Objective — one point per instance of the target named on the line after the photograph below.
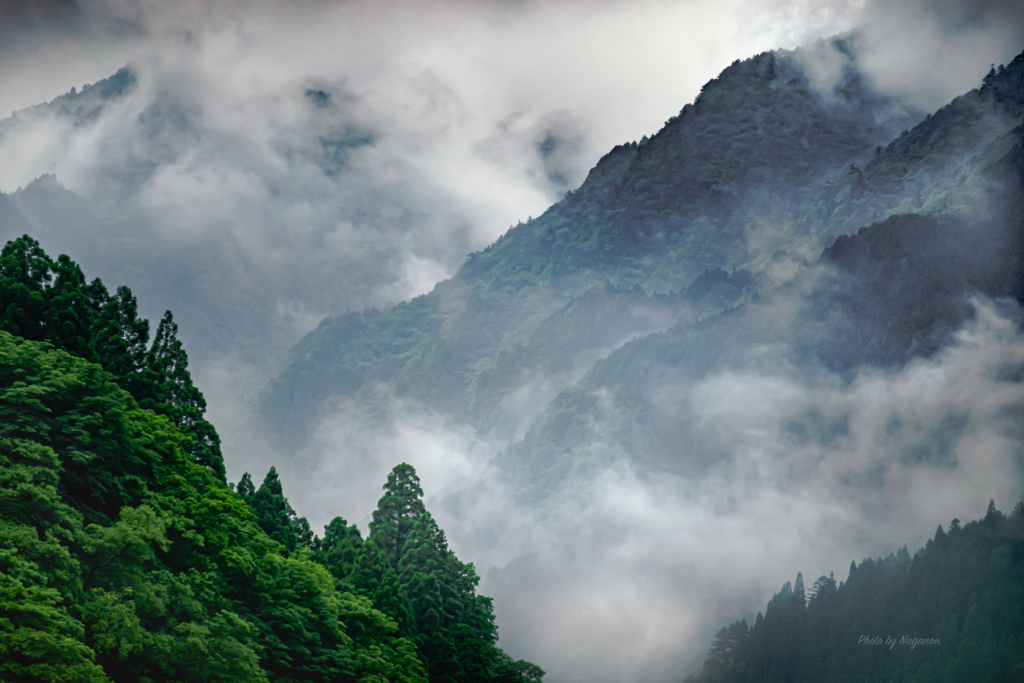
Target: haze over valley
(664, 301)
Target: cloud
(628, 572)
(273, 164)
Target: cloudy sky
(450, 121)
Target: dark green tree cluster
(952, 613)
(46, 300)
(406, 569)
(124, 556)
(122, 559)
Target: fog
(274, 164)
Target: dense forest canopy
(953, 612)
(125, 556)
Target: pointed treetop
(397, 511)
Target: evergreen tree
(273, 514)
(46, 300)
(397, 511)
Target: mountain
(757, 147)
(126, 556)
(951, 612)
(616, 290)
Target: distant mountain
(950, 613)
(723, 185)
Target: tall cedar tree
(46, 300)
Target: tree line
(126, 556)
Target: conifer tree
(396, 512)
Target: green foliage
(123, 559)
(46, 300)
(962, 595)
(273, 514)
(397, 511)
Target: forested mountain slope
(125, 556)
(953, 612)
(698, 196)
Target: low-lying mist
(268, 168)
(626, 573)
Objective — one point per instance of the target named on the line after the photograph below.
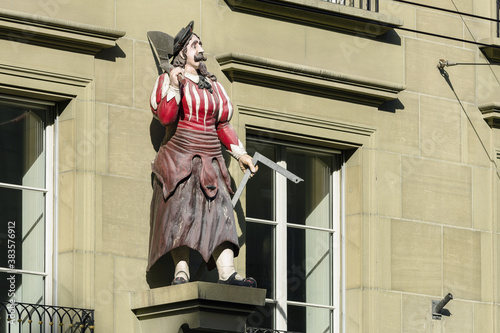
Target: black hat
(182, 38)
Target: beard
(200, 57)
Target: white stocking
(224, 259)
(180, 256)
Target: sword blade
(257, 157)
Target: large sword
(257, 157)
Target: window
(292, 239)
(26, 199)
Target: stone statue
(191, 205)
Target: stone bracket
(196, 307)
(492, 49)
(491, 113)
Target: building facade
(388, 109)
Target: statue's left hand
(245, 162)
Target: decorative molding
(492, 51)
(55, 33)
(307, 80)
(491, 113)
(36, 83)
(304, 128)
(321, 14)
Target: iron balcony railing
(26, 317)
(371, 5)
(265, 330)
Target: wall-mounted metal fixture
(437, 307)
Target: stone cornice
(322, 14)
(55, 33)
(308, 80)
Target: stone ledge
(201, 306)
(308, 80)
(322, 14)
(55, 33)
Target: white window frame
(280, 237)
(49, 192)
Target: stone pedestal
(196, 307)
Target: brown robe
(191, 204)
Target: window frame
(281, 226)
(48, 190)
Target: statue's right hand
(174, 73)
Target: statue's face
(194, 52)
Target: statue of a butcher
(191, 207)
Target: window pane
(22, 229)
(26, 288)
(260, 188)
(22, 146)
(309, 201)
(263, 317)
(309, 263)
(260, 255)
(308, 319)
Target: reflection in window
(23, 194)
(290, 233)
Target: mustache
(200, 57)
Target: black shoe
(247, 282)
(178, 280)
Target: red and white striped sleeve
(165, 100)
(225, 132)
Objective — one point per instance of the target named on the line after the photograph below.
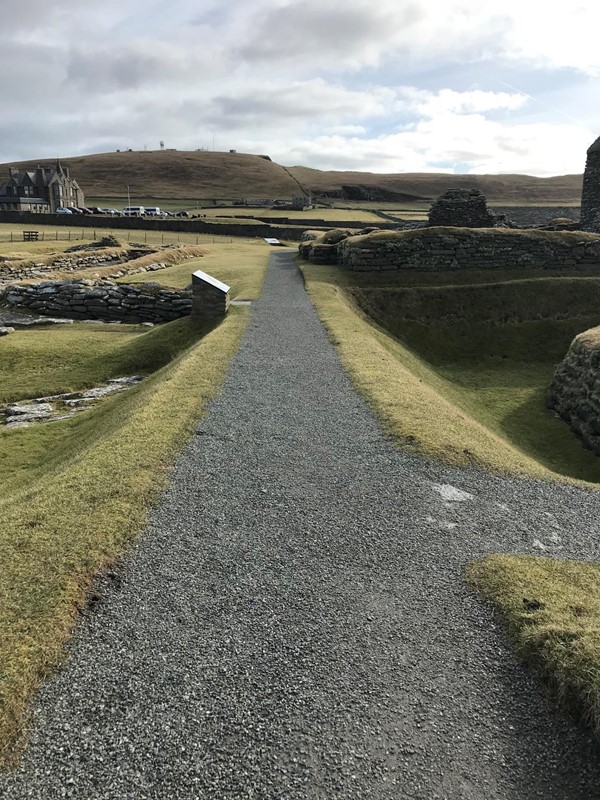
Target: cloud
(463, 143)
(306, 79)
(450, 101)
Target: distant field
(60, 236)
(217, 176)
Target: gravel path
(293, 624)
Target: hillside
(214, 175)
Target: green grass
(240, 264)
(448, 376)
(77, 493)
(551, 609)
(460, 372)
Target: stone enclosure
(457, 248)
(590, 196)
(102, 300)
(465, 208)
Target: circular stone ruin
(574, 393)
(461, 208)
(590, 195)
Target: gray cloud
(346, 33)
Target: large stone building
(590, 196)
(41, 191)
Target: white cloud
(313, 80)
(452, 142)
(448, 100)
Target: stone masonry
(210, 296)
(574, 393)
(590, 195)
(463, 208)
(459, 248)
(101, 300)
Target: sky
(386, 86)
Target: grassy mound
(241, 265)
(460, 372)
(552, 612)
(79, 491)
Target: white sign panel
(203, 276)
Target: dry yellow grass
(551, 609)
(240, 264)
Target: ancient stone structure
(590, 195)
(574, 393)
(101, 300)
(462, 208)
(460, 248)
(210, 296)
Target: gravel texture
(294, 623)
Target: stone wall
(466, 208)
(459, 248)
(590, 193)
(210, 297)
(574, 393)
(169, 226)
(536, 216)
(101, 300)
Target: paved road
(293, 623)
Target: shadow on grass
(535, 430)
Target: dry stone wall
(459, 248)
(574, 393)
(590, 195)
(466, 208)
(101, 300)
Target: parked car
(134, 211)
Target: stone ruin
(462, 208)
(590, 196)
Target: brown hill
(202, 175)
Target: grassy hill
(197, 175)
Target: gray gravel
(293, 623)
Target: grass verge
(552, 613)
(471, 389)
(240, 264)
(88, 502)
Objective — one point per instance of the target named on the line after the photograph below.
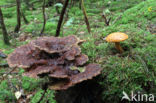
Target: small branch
═══
Written request:
Reproduce all of the records above line for line and without any change, but omit the pictures.

Completed exercise:
Objective — one point per instance of the target named on the line after the photograph below.
Target: haze over valley
(664, 301)
Target: cloud
(628, 572)
(273, 164)
Target: cloudy sky
(450, 121)
Target: dark green tree cluster
(952, 613)
(46, 300)
(406, 569)
(124, 556)
(122, 559)
Target: fog
(274, 164)
Target: dense forest canopy
(953, 612)
(125, 556)
Target: pointed treetop
(397, 511)
Target: evergreen tree
(273, 514)
(46, 300)
(397, 511)
Target: mountain
(757, 147)
(126, 556)
(951, 612)
(616, 290)
Target: distant mountain
(950, 613)
(723, 185)
Target: tall cedar tree
(46, 300)
Target: tree line
(126, 556)
Target: conifer tree
(396, 512)
Target: green foliage
(123, 559)
(46, 300)
(962, 595)
(273, 514)
(397, 511)
Target: forested mountain slope
(125, 556)
(953, 612)
(698, 196)
Target: low-lying mist
(268, 168)
(626, 573)
Objective — one point per instance of the target named on the line after the photograph below.
Target: black hat
(182, 38)
Target: beard
(200, 57)
Target: white stocking
(224, 259)
(180, 256)
Target: sword blade
(257, 157)
Target: large sword
(257, 157)
Target: window
(292, 239)
(26, 199)
Target: stone statue
(191, 205)
Target: stone bracket
(196, 307)
(492, 49)
(491, 113)
Target: building facade
(388, 109)
Target: statue's left hand
(245, 162)
Target: decorative molding
(492, 51)
(55, 33)
(307, 80)
(491, 113)
(36, 83)
(304, 128)
(321, 14)
Target: iron balcony railing
(26, 317)
(371, 5)
(265, 330)
Target: wall-mounted metal fixture
(437, 307)
Target: stone cornice
(322, 14)
(55, 33)
(308, 80)
Target: stone ledge
(201, 306)
(308, 80)
(322, 14)
(55, 33)
Target: white window frame
(280, 237)
(49, 192)
Target: stone pedestal
(196, 307)
Target: brown robe
(191, 204)
Target: window frame
(281, 226)
(48, 190)
Target: statue's right hand
(174, 73)
Target: statue's face
(194, 52)
Target: statue of a butcher
(191, 207)
Target: window pane
(22, 229)
(26, 288)
(260, 188)
(22, 146)
(309, 201)
(263, 317)
(309, 263)
(260, 255)
(308, 319)
Target: reflection in window
(23, 194)
(290, 233)
Target: mustache
(200, 57)
Target: black shoe
(247, 282)
(178, 280)
Target: red and white striped sleeve
(165, 100)
(225, 132)
Objective — one point per instance of the target named on the line after the photograph below.
Target: cloud
(463, 143)
(306, 79)
(450, 101)
Target: distant field
(60, 236)
(217, 176)
Target: gravel path
(293, 624)
Target: hillside
(214, 175)
Target: green grass
(240, 264)
(448, 376)
(77, 493)
(551, 609)
(460, 372)
Target: stone enclosure
(457, 248)
(590, 196)
(102, 300)
(465, 208)
Target: circular stone ruin
(574, 393)
(461, 208)
(590, 195)
Target: gray cloud
(346, 33)
Target: large stone building
(590, 196)
(41, 191)
Target: white cloud
(313, 80)
(452, 142)
(448, 100)
Target: stone masonry
(210, 296)
(574, 393)
(590, 195)
(463, 208)
(459, 248)
(101, 300)
Target: sky
(386, 86)
Target: grassy mound
(241, 265)
(460, 372)
(552, 612)
(79, 491)
Target: white sign panel
(203, 276)
Target: dry yellow grass
(551, 609)
(240, 264)
Target: ancient stone structure
(590, 195)
(574, 393)
(101, 300)
(462, 208)
(460, 248)
(210, 296)
Target: gravel texture
(294, 623)
Target: stone wall
(466, 208)
(459, 248)
(590, 193)
(210, 297)
(574, 393)
(169, 226)
(536, 216)
(101, 300)
Target: paved road
(293, 623)
Target: shadow on grass
(535, 430)
Target: dry stone wall
(459, 248)
(574, 393)
(590, 195)
(466, 208)
(101, 300)
Target: parked car
(134, 211)
Target: stone ruin
(462, 208)
(590, 196)
Target: brown hill
(202, 175)
Target: grassy hill
(197, 175)
Target: gray gravel
(293, 623)
Target: grass verge
(552, 613)
(471, 389)
(240, 264)
(88, 502)
Objective — one point per instance of the target named on the line after the photograph below.
Target: small branch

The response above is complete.